• Problem 1: Rewrite the passage on Ohl, everything from "Ohl was an active" down to "Socialist Albert Ehlman.", replacing "deputy city clerk" with "assistant city clerk".
• Problem 2: Extend the passage on Ohl's career by continuing it after its last sentence.

• Source text:
Ohl was an active member of the Socialist Party of Milwaukee, and served as deputy city clerk under Socialist mayor Emil Seidel from 1910-1912. He was elected in 1916 to succeed fellow Socialist Carl Minkley as a member of the State Assembly for the Fourth district of Milwaukee County (20th and 22nd wards of the City of Milwaukee), with 3057 votes to 2987 for Republican F. Meyer and 1381 for Democrat J.P. O'Neil. He was assigned to the standing committee on state affairs. He did not run for re-election in 1918, and was succeeded by fellow Socialist Albert Ehlman.

== Labor movement ==
Ohl succeeded Frank J. Weber as head of the WSFL in 1917 and continued to lead it until his death, under the titles of general organizer (1917–1923) and then president (1923–1940), lobbying for the labor movement with the legislature after his term was completed. He served as a member of the Federal Board of Vocational Education and Franklin Roosevelt's Advisory Council on Economic Security.

• Provided information:
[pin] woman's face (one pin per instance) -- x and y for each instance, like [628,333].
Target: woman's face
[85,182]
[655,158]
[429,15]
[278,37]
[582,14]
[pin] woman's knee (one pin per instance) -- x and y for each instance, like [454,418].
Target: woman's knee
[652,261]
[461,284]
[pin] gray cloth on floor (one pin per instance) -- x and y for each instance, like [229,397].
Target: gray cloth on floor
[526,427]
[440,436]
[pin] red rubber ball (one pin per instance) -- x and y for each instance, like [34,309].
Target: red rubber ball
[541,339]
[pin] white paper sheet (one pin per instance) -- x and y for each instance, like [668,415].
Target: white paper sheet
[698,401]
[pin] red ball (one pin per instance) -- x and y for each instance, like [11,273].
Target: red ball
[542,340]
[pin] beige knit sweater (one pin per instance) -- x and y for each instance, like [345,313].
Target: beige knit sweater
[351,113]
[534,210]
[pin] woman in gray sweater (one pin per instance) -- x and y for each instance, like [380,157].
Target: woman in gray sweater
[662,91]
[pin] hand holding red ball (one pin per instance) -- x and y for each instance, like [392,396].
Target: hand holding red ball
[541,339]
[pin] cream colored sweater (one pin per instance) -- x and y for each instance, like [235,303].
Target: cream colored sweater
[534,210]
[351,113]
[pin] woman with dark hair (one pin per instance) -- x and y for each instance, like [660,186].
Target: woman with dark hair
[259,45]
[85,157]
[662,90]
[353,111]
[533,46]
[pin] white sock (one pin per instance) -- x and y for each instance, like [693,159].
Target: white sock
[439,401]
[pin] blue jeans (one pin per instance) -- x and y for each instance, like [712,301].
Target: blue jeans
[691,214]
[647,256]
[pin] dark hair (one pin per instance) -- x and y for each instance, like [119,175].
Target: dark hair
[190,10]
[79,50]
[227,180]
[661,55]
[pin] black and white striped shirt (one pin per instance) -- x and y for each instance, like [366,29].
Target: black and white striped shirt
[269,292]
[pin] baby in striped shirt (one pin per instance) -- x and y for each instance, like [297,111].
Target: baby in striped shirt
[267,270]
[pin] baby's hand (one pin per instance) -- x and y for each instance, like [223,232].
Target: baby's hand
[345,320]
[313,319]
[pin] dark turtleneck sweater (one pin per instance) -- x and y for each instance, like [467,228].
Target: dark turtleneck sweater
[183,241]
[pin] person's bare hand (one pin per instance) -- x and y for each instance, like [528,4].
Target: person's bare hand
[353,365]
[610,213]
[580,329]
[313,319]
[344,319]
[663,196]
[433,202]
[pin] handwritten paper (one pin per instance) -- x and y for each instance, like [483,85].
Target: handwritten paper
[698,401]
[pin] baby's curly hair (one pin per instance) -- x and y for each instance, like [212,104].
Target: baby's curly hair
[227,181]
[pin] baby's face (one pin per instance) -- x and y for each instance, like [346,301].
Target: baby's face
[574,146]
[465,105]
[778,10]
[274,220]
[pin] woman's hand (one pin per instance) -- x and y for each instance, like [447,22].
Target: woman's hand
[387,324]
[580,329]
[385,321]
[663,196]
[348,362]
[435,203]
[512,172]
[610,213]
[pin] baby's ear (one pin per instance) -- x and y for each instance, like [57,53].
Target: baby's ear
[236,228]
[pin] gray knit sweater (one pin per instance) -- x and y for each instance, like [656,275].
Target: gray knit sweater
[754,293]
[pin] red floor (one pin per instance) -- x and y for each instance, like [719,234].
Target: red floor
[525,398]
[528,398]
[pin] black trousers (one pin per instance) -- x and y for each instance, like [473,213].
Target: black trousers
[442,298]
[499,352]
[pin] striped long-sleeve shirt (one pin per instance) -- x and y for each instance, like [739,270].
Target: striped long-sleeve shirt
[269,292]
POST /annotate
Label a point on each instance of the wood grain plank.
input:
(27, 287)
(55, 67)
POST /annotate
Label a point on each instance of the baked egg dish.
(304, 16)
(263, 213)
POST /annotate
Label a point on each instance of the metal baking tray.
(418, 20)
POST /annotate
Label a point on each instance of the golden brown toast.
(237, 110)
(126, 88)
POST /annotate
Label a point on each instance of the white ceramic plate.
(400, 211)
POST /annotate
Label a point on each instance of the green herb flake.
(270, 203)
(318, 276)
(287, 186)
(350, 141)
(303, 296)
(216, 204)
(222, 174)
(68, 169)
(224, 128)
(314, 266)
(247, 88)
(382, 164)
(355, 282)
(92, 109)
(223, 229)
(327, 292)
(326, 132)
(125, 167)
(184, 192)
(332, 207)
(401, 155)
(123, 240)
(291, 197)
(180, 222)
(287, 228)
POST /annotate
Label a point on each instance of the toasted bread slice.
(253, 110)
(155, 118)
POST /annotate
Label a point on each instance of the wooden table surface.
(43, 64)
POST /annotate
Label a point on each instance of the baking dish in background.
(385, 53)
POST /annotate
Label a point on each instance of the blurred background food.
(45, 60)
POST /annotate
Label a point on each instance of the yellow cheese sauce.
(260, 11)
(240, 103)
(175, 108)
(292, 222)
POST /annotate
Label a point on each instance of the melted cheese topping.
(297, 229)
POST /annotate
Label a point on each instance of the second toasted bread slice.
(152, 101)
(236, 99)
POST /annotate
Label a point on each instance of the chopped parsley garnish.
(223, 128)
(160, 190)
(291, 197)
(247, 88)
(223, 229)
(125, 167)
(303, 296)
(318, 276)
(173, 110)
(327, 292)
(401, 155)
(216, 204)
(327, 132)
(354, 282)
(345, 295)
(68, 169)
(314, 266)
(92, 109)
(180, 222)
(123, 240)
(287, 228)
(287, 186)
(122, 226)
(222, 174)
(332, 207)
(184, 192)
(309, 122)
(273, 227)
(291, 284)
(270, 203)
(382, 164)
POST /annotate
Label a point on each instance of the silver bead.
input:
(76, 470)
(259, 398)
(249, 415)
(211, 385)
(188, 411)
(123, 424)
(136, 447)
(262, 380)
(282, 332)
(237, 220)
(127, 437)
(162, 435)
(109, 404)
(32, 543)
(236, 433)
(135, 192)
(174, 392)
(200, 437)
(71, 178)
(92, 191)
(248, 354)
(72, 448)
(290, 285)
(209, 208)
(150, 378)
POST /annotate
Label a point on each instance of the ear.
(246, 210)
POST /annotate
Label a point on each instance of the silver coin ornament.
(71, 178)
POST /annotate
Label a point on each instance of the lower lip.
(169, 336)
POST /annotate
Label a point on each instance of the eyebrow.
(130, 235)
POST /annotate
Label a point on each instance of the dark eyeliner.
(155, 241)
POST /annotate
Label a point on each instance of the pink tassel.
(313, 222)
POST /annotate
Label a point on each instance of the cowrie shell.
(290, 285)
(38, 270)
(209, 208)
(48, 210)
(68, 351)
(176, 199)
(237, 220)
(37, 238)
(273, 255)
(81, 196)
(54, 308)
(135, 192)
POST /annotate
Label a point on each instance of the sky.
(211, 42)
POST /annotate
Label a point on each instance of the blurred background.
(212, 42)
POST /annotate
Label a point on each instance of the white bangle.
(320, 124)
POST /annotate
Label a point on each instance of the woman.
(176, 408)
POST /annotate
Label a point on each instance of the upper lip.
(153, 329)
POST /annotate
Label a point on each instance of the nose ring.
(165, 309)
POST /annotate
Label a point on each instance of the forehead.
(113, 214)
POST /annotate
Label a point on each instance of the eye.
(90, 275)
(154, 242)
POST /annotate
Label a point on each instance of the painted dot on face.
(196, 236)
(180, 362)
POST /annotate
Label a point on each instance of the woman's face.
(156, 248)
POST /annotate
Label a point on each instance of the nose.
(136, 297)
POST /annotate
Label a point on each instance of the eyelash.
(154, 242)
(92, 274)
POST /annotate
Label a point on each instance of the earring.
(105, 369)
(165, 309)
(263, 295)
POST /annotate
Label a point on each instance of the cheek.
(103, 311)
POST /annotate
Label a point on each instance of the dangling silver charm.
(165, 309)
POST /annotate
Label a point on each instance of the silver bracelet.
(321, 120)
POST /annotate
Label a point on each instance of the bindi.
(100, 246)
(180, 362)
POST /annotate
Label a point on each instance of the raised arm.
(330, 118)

• Your response 1:
Ohl was an active member of the Socialist Party of Milwaukee, and served as assistant city clerk under Socialist mayor Emil Seidel from 1910-1912. He was elected in 1916 to succeed fellow Socialist Carl Minkley as a member of the State Assembly for the Fourth district of Milwaukee County (20th and 22nd wards of the City of Milwaukee), with 3057 votes to 2987 for Republican F. Meyer and 1381 for Democrat J.P. O'Neil. He was assigned to the standing committee on state affairs. He did not run for re-election in 1918, and was succeeded by fellow Socialist Albert Ehlman.

• Your response 2:
During the early 1920s Ohl was active in the Conference for Progressive Political Action, and in 1935 helped muster labor support to form the Farmer-Labor Progressive Federation which coordinated the Wisconsin Progressive Party with the Socialists, progressive farmer organizations and other groups. He finally broke with the Socialists in 1937 when the national Socialist Party endorsed the Congress of Industrial Organizations over the AFL.

Ohl repeatedly charged that the C.I.O. movement was being used as an instrument for the Communist Party of America to move into and take over American labor unionism. At the 1937 convention of the American Federation of Teachers, Ohl accused, "The full drama of betrayal, as evidenced by events, exposes a treachery never before perpetrated in the annals of labor anywhere. Existing unions were disrupted by the C.I.O., funds were manipulated into C.I.O. channels wherever this could be accomplished."